Object location annotation data:
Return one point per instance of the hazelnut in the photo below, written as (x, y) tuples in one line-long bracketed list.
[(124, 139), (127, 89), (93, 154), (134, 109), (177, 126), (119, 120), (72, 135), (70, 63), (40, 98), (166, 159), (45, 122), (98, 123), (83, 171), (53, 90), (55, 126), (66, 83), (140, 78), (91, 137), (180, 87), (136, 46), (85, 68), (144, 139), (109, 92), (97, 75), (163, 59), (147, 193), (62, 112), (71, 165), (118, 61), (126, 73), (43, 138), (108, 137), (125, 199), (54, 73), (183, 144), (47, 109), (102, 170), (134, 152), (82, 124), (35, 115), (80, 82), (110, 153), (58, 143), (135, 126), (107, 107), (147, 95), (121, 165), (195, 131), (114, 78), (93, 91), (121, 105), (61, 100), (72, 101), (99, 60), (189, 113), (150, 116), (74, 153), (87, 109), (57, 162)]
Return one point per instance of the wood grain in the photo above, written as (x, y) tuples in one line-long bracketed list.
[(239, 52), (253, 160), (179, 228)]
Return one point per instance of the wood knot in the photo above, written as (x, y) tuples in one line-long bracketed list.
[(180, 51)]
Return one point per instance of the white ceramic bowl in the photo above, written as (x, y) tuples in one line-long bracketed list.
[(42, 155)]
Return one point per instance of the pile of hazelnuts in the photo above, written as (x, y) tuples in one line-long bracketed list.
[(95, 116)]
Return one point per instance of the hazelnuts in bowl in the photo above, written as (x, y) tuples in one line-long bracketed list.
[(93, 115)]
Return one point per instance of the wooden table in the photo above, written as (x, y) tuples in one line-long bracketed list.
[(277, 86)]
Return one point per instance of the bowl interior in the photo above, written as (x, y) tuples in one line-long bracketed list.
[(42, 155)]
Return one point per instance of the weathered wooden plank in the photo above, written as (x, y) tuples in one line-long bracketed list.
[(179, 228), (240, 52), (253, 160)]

• _WHAT YOU ARE ASKED TO DO_
Return every line of the material above verbatim, with nothing changed, added, or left out.

• _SOLUTION TO THIS EXERCISE_
Return one point per instance of the hazelnut in the photo below, written as (x, y) tuples in one line-long bracketed list.
[(124, 139), (127, 89), (93, 154), (134, 109), (177, 126), (119, 120), (72, 135), (70, 63), (40, 98), (166, 159), (45, 122), (98, 123), (83, 171), (53, 90), (55, 126), (66, 83), (140, 78), (91, 137), (180, 87), (136, 46), (85, 68), (144, 139), (109, 92), (97, 75), (163, 59), (147, 193), (62, 112), (71, 165), (118, 61), (126, 73), (43, 138), (108, 137), (125, 199), (54, 73), (183, 144), (47, 109), (102, 170), (134, 152), (82, 124), (35, 115), (80, 82), (110, 153), (58, 143), (135, 126), (107, 107), (147, 95), (121, 165), (195, 131), (114, 78), (93, 91), (121, 105), (61, 100), (72, 101), (99, 60), (189, 113), (150, 116), (74, 153), (87, 109), (57, 162)]
Return one point per instance of the wood grain in the photo above, written as (x, y) tuples in one line-long bracketed list.
[(239, 52), (253, 160), (179, 228)]
Return one point per instance of the wood knot in the photo above, written as (x, y) tuples in one line-long bracketed list.
[(180, 51)]
Return one point per instance of the white ceramic bowl in the photo above, written as (x, y) tuples in one line-long bracketed list.
[(42, 155)]
Return one point per instance of the pile of hazelnuts in the photo above, written as (x, y) tuples in one line-long bracketed list.
[(95, 116)]
Return one point per instance of the hazelnuts in bowl in the photo above, written as (x, y) tuples in one line-long bracketed list.
[(93, 115)]
Return one point per instance of the wooden table in the photo above, written as (x, y) tuples in one line-long bracketed list.
[(277, 86)]
Return one point per instance of the bowl interior in the photo above, written as (x, y) tuples in one line-long bracketed list.
[(42, 155)]
Return one point per instance of the weathered wooden plank in the photo above, written as (x, y) tuples in one line-long bracketed list.
[(179, 228), (240, 52), (253, 160)]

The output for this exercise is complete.